:: The task ::
Update the rows below so that "coordinates" becomes "box corners" everywhere and nothing else changes. Leave the pictures out of your version.

:: Records to process ::
+ + + + +

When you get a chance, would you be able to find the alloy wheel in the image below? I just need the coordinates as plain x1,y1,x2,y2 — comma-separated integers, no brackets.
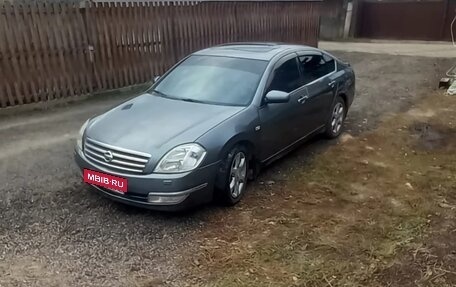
331,102,345,134
230,152,247,198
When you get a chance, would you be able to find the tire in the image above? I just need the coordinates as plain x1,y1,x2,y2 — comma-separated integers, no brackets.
216,145,250,206
325,96,347,139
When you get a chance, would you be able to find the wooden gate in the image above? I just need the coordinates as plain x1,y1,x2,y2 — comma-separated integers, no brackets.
0,0,319,108
355,0,456,41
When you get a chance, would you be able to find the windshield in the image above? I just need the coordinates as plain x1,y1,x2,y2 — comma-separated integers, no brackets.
154,55,268,106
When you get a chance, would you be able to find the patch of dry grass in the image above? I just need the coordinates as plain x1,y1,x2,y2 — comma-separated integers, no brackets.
183,92,456,287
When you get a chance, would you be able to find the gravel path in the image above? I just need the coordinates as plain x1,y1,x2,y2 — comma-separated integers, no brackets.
0,52,452,286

+ + + + +

:: Solution ::
When you get a chance, would you be able to find the alloy wheel in the image below? I just need the box corners as plain x1,y1,x2,y2 — comma-separated integers, no brackets.
331,102,345,134
230,152,247,198
When you get a chance, would you be able to find the tire in the image above? I just need the box corners as plain x1,y1,x2,y2 — comma-separated integers, no brackets.
216,145,250,206
325,96,347,139
When you get a chance, would you be able to find the wooden gate in the image above? I just need the box corners as plain x1,y1,x2,y2 — comma-separated integers, no brackets.
0,0,319,108
355,0,456,41
When you get a chance, would you be able to find the windshield in the image above? I just need the box corners as plain x1,y1,x2,y2 — comma-separated integers, no brackets.
154,55,268,106
When you get a chance, would you be able to find the patch of dry grass in the image above? I just need the box corners as plain x1,y1,x2,y2 — comma-separated integers, no brackets.
183,92,456,287
When you get a chance, would you be able to find the gravel path in the image above? I just need the box corners as plain x1,y1,x2,y2 — comma-separated integers, no brackets.
0,52,452,286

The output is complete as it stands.